# [What you will do]
[1] Answer these questions using the report on MERS detection devices:
(a) How many schools closed?
(b) How many thermal scanners did South Korea lend to Pyongyang?
(c) About how many North Korean workers are employed at the Kaesong Industrial Complex?
[2] Reword the stretch of the MERS report from "June 8, 2015" through "- SARS, which killed hundreds, and bird flu. (Yonhap)", putting "face masks" in place of "surgical masks".
[3] Write the next part of the news report on South Korea's MERS detection devices for the Kaesong Industrial Complex, beginning right after its final sentence.

# [Provided text]
-=-=-=-=-

S. Korea installs MERS detection devices in N. Korea

June 8, 2015
A thermal camera monitor shows the body temperature of visitors during the Job Fairs in Seoul, South Korea Friday, June 5, 2015. Sales of surgical masks surge amid fears of the deadly, poorly understood virus. Airlines announce "intensified sanitizing operations." More than 1,100 schools close and 1,600 people - and 17 camels in zoos - are quarantined. The current frenzy in South Korea over MERS brings to mind the other menacing diseases to hit Asia over the last decade - SARS, which killed hundreds, and bird flu. (Yonhap)

A thermal camera monitor shows the body temperature of visitors during the Job Fairs in Seoul, South Korea Friday, June 5, 2015. Sales of surgical masks surge amid fears of the deadly, poorly understood virus. Airlines announce “intensified sanitizing operations.” More than 1,100 schools close and 1,600 people – and 17 camels in zoos – are quarantined. The current frenzy in South Korea over MERS brings to mind the other menacing diseases to hit Asia over the last decade – SARS, which killed hundreds, and bird flu. (Yonhap)

SEOUL, June 8 (Yonhap) — The Unification Ministry said Monday it plans to install devices to detect the MERS virus at the joint industrial zone in North Korea later in the day to prevent the spread of the virus there.

At the request of the North, South Korea has lent Pyongyang three thermal scanners for those who travel in and out of the Kaesong Industrial Complex, where about 53,000 North Korean workers are employed, ministry spokesman Lim Byeong-cheol said in a press briefing.

-=-=-=-=-

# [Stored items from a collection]

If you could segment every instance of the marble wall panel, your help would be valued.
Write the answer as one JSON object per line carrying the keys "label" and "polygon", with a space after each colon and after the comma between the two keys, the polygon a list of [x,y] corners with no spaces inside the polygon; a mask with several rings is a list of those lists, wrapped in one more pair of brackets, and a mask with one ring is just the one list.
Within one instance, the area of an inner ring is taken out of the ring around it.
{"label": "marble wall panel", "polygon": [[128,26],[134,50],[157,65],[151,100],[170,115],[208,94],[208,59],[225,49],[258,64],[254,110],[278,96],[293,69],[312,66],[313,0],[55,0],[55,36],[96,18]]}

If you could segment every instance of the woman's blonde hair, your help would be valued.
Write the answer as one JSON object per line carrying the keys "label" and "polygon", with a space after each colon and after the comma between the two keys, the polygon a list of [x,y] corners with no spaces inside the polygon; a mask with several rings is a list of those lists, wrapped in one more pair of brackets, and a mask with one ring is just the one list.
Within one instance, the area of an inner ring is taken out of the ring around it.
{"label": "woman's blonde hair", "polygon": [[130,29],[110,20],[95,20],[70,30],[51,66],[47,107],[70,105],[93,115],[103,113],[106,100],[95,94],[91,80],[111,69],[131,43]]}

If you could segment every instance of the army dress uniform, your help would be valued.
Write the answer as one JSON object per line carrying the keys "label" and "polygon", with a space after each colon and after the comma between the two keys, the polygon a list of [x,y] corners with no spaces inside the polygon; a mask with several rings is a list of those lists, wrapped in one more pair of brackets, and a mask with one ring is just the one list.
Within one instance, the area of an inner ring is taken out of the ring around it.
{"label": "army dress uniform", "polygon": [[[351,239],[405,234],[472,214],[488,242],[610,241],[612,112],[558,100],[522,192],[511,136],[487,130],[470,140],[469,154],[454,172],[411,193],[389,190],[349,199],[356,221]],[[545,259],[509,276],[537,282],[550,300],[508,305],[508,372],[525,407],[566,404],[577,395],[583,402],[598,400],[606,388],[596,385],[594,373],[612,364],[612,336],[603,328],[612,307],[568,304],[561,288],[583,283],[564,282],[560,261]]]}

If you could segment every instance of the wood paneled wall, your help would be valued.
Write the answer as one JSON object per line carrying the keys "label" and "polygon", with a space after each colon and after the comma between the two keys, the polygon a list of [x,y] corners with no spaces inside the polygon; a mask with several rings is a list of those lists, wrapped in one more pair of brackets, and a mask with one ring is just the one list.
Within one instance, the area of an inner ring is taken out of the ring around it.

-=-=-=-=-

# [Set of answers]
[1]
(a) More than 1,100 schools closed.
(b) South Korea lent three thermal scanners.
(c) About 53,000 North Korean workers are employed there.

[2]
June 8, 2015
A thermal camera monitor shows the body temperature of visitors during the Job Fairs in Seoul, South Korea Friday, June 5, 2015. Sales of face masks surge amid fears of the deadly, poorly understood virus. Airlines announce "intensified sanitizing operations." More than 1,100 schools close and 1,600 people - and 17 camels in zoos - are quarantined. The current frenzy in South Korea over MERS brings to mind the other menacing diseases to hit Asia over the last decade - SARS, which killed hundreds, and bird flu. (Yonhap)

[3]
“The government plans to install the thermal scanners in the North later in the day. Specific places for the installment will be made public,” Lim said.

Concerns about the spread of the Middle East Respiratory Syndrome are growing in the South as the virus has killed six South Koreans so far, while the number of those infected has increased to 87.

The communist country has been highly sensitive to the outbreak of contagious diseases due to its weak health care system. Last year, Pyongyang imposed an entry ban on foreign tourists for about five months due to concerns over the deadly Ebola virus.

This is not the first time that Seoul has provided such devices to Pyongyang at the North’s request.

In November, the South lent three thermal scanners to the North when fears of the Ebola virus gripped the world. In 2009, the North made a similar request to the South over concerns of avian flu.

A group of 124 South Korean firms operating at the complex is also likely to provide masks to the North Korean workers, it said.

Touching on a wage row at the zone, Lim said that there has been no progress over wage talks between the quasi-state committees of the two Koreas. The two countries have been embroiled in a dispute following the North’s unilateral wage hike.

In what may be a relief to the prolonged row, on May 20, the North accepted the South’s tentative offer to pay wages at the current level for the North Korean workers at the zone. The move allows the two sides to buy time for talks on the more sensitive issue of Pyongyang’s unilateral wage hike.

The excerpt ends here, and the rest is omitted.